• _Task details_:
Return, exactly, the line that contains "of the kickstand" together with all lines after it to the end of the entries, and no further lines.

>> Begin Data section

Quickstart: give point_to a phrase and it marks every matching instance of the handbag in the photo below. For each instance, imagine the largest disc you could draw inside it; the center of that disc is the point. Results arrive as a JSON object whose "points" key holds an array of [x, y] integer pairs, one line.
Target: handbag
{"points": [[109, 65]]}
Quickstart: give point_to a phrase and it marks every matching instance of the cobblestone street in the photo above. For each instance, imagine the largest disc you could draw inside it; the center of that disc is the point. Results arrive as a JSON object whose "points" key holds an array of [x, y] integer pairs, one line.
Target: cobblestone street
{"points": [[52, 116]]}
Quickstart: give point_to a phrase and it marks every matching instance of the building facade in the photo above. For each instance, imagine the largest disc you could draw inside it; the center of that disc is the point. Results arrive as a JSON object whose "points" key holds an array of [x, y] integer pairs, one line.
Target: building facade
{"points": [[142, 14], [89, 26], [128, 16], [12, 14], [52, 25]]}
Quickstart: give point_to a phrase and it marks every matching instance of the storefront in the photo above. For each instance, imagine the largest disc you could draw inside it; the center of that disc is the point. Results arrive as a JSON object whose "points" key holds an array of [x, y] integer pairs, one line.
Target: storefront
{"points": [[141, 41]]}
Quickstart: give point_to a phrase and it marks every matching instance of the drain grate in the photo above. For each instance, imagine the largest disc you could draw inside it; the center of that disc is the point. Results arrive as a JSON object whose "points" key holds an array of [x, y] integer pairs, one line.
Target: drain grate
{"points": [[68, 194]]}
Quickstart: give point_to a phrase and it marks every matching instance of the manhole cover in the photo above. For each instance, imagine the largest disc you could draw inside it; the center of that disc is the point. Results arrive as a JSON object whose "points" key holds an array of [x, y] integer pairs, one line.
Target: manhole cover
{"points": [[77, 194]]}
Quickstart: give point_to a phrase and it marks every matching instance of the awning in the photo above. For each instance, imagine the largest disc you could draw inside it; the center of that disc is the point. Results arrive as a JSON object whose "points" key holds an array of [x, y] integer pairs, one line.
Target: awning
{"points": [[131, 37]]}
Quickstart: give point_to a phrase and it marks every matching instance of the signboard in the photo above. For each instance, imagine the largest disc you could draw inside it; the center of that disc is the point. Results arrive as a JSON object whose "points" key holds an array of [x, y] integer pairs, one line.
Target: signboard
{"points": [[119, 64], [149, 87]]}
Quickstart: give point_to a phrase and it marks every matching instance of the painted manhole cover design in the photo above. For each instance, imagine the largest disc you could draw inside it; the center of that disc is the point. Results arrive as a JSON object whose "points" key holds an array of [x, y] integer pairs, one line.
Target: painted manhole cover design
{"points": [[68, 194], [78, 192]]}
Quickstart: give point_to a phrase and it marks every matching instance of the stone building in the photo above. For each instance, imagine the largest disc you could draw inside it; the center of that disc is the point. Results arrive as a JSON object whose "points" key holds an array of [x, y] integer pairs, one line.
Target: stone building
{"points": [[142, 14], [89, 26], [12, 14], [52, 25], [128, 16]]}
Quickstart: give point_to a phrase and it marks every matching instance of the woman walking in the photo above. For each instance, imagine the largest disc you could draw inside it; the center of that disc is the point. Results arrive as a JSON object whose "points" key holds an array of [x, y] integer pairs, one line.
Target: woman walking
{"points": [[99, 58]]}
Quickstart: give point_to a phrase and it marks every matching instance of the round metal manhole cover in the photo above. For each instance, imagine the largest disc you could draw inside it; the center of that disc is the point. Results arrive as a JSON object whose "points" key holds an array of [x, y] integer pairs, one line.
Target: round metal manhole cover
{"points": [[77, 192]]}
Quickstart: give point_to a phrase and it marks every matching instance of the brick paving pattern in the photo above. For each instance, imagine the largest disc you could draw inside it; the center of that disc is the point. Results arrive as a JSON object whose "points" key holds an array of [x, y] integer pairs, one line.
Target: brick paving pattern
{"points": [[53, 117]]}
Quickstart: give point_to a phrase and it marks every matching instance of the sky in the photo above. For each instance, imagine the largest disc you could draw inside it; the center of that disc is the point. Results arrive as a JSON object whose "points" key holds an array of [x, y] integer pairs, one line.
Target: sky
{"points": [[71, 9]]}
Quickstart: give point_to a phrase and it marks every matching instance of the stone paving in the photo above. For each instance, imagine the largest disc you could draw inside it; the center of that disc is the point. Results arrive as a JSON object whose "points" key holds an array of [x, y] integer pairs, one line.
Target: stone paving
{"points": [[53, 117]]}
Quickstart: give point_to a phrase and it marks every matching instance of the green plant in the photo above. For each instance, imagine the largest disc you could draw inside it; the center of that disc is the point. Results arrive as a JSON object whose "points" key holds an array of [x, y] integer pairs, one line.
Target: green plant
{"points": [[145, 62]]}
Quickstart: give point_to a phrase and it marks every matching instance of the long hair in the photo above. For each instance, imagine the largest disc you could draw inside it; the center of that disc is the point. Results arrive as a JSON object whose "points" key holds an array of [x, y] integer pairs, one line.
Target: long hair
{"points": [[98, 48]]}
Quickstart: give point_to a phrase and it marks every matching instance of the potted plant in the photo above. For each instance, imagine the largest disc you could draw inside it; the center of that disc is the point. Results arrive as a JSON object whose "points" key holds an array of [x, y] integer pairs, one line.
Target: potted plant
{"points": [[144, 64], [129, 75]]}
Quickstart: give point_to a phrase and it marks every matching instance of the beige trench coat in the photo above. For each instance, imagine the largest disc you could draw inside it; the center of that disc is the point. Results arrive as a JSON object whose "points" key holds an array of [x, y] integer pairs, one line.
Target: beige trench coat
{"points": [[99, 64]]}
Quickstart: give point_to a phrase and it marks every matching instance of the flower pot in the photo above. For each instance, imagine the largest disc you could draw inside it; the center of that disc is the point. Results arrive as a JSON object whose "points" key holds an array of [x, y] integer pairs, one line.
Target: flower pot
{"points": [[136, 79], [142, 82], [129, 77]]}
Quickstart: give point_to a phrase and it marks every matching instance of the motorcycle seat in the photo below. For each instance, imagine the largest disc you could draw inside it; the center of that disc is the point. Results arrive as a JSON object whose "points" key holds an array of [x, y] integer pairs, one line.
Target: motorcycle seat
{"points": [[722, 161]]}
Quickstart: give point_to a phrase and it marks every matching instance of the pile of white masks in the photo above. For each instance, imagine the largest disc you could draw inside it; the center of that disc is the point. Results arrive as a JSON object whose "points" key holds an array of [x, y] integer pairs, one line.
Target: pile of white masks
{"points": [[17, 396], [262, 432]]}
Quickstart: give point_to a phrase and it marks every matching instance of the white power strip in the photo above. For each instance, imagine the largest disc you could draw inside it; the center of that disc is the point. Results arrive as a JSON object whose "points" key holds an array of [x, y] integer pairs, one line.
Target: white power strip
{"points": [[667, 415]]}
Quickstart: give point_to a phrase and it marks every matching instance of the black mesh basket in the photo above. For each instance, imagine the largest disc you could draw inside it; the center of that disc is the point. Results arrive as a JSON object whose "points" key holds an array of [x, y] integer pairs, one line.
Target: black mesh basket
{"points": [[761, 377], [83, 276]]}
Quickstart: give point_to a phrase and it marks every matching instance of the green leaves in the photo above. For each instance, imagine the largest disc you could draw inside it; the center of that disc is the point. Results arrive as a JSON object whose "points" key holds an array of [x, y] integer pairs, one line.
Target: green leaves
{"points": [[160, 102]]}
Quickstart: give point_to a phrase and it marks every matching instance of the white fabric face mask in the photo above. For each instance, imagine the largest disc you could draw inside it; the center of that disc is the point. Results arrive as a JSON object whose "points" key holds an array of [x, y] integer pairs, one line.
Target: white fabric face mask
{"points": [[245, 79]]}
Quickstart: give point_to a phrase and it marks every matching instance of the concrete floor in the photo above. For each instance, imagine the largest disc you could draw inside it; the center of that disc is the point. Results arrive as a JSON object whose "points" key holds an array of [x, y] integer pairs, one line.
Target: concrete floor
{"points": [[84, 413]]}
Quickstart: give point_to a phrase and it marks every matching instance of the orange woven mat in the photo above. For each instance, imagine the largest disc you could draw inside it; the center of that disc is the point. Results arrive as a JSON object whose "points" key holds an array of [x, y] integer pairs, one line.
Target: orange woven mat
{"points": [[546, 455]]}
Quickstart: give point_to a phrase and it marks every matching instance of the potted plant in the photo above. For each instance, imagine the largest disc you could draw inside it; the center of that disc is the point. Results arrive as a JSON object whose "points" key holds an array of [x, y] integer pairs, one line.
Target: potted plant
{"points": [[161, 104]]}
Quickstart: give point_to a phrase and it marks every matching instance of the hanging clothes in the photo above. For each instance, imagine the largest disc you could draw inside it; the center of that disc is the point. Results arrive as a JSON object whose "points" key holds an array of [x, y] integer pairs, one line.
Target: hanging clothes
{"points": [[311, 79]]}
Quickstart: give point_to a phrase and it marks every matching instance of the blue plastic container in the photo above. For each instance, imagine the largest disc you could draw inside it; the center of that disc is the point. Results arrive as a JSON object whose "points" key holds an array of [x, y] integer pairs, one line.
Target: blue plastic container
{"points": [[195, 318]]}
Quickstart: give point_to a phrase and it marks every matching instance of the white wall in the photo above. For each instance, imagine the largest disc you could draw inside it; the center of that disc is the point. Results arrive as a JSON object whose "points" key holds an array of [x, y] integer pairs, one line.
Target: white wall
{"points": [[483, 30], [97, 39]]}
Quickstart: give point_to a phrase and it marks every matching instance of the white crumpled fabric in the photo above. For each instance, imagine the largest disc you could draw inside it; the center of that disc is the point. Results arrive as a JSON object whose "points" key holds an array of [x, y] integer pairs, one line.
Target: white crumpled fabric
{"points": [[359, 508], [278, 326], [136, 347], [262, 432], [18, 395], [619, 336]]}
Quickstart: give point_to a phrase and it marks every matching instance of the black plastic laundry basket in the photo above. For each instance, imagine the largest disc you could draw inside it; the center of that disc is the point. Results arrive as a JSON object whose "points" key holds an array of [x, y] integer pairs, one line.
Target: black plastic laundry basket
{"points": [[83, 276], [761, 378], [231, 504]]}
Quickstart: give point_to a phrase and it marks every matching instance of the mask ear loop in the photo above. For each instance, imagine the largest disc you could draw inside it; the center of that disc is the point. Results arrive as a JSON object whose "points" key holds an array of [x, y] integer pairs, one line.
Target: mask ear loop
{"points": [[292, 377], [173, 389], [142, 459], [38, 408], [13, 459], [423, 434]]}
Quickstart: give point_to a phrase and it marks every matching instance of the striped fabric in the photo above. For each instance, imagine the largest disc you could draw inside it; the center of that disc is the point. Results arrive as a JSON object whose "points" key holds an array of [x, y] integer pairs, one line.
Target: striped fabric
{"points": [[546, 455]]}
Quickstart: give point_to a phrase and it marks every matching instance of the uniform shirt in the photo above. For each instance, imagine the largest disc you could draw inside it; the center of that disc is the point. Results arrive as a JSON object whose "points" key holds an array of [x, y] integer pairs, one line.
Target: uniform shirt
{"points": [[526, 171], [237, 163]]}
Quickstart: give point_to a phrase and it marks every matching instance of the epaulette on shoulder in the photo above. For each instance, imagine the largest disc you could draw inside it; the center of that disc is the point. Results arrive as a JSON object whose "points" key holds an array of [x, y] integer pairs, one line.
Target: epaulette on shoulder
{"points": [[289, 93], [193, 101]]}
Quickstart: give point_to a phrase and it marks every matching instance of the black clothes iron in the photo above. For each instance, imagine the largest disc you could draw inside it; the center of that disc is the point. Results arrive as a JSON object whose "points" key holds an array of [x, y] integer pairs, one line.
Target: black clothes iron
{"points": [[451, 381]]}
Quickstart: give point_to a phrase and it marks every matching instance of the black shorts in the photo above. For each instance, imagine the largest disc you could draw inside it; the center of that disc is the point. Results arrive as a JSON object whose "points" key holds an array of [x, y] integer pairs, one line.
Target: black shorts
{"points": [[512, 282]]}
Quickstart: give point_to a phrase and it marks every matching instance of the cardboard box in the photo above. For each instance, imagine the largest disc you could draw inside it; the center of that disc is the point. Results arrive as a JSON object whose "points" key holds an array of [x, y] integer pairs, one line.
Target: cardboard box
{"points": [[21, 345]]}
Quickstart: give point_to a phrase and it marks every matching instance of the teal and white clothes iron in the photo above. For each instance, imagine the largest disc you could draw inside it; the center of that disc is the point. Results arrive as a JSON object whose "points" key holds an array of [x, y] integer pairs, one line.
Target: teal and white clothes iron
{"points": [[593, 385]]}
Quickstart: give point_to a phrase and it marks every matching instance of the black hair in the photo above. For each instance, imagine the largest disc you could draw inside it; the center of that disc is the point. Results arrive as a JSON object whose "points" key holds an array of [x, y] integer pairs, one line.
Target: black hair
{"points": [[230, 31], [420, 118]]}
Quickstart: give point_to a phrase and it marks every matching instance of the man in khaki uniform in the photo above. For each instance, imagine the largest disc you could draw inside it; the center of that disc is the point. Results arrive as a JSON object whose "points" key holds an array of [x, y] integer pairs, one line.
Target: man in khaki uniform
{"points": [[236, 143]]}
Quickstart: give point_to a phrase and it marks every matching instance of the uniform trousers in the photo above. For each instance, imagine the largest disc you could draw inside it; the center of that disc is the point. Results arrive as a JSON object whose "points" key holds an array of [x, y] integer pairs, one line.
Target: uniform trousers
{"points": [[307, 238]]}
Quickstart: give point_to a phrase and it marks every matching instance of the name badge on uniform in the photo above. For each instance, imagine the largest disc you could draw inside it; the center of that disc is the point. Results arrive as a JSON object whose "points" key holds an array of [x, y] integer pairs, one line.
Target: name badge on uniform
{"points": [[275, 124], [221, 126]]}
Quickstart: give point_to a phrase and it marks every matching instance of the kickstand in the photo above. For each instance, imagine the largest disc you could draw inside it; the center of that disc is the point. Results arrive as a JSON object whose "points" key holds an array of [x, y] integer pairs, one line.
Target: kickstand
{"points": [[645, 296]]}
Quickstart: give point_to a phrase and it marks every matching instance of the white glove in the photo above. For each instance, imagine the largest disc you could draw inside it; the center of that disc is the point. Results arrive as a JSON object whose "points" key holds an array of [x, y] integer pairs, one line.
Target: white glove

>> End Data section

• _Reply_:
Quickstart: give point_to a phrase and it marks every matching instance of the kickstand in the photo above. For each instance, imagine the largest disc you could draw inside it; the center of that disc is the point. Results arrive as a JSON object whose "points" key holds an array of [x, y] integer pairs, one line.
Target: kickstand
{"points": [[645, 296]]}
Quickstart: give point_to a phrase and it marks every matching instance of the white glove in the photo above. For each instance, imagine the largest disc you could draw inside it; the center of that disc is the point. Results arrive as a JSON object whose "points" key holds an array of [x, y] integer pairs, one line.
Target: white glove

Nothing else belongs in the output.